What the task requires => Search the data for the word "below" and copy out every line that has it.

══════════════════════════════

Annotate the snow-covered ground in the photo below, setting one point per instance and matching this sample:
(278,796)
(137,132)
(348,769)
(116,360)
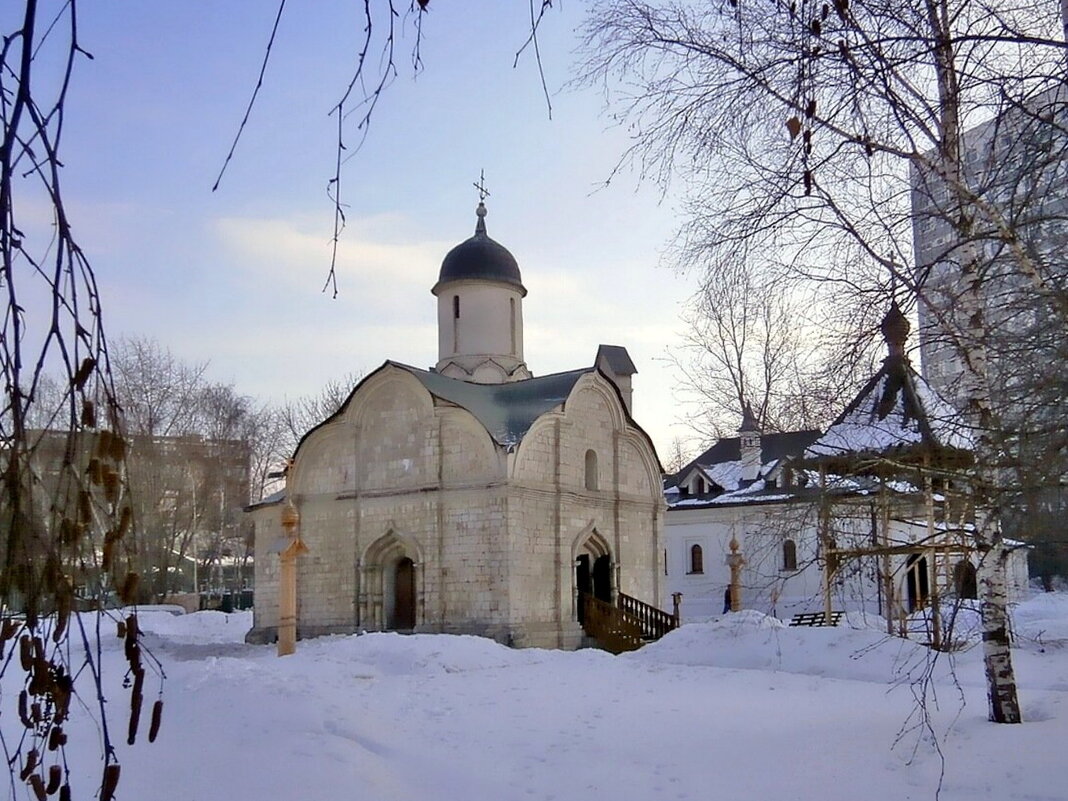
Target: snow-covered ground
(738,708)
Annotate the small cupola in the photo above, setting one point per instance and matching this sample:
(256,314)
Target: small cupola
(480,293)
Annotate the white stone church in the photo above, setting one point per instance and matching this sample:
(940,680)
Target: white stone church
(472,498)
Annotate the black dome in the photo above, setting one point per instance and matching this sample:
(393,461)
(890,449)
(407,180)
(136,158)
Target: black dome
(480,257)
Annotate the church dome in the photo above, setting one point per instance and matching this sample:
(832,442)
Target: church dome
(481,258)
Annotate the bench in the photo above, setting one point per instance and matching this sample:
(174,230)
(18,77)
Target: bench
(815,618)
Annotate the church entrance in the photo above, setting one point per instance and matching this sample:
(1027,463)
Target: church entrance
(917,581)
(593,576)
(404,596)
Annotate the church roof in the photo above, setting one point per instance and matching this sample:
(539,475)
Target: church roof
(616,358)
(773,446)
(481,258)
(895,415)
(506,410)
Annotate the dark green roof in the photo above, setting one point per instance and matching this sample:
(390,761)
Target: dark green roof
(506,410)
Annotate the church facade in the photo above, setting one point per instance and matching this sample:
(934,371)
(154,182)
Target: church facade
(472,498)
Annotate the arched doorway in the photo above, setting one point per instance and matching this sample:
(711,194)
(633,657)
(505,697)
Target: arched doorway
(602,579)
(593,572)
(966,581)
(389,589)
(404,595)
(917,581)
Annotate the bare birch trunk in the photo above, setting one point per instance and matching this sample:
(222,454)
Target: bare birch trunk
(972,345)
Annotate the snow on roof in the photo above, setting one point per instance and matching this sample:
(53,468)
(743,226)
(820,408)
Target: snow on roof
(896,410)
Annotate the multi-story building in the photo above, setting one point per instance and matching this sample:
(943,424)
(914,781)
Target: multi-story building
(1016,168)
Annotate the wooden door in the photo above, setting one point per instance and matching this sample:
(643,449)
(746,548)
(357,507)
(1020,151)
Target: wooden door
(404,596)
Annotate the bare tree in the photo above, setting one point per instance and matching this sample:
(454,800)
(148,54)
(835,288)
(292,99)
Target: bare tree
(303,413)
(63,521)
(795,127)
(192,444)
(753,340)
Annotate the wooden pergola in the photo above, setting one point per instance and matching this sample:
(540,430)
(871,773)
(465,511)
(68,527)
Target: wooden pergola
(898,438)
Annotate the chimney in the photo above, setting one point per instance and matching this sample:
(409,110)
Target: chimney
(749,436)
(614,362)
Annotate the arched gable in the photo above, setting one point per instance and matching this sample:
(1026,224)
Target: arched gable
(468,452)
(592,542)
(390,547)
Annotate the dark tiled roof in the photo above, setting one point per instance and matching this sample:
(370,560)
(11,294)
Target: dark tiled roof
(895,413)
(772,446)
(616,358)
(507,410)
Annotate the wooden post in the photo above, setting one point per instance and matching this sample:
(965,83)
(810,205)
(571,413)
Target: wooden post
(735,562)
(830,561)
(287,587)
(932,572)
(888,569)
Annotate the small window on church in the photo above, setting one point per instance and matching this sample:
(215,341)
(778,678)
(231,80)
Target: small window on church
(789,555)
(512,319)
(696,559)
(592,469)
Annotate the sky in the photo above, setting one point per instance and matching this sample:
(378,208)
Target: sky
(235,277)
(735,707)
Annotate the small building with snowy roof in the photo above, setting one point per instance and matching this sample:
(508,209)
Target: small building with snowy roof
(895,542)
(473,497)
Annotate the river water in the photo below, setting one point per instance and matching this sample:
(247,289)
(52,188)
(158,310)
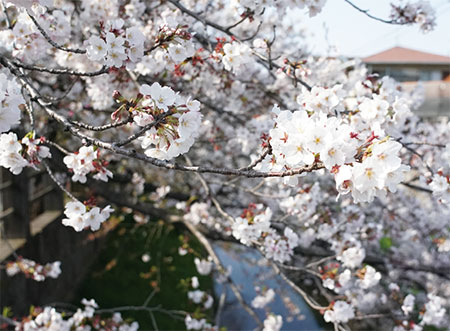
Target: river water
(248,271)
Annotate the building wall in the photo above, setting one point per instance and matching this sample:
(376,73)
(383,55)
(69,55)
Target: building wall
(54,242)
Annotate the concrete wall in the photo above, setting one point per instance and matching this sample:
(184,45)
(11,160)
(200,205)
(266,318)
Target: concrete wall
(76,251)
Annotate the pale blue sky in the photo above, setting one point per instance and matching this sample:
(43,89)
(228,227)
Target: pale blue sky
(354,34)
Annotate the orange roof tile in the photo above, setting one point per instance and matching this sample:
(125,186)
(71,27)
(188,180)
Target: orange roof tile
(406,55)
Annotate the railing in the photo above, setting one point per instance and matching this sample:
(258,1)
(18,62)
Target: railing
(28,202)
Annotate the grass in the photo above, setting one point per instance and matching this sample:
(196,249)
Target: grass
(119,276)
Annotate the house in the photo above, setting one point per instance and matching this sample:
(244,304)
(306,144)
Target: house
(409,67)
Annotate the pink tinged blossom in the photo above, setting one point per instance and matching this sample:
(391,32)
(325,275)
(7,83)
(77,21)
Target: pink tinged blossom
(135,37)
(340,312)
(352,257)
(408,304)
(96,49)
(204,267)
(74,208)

══════════════════════════════

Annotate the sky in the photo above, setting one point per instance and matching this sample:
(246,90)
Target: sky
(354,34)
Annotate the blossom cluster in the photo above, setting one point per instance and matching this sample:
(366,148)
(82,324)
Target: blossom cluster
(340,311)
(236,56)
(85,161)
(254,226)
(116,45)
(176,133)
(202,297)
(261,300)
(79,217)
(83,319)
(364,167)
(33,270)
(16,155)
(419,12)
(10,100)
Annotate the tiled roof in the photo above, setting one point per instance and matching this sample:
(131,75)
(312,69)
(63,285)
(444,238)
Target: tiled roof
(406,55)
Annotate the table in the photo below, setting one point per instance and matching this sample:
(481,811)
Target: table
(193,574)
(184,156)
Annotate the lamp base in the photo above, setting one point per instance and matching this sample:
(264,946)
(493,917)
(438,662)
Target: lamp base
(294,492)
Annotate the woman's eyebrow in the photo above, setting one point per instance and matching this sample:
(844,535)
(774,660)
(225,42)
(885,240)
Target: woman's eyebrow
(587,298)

══════════════════════════════

Reply =>
Annotate the snow-covered ground in the photo below, setting one point per instance and matching this sample:
Annotate the river water in the photo below, setting one point per instance and matching this sample:
Annotate the table in the photo below, setting one point per instance and matching this sample:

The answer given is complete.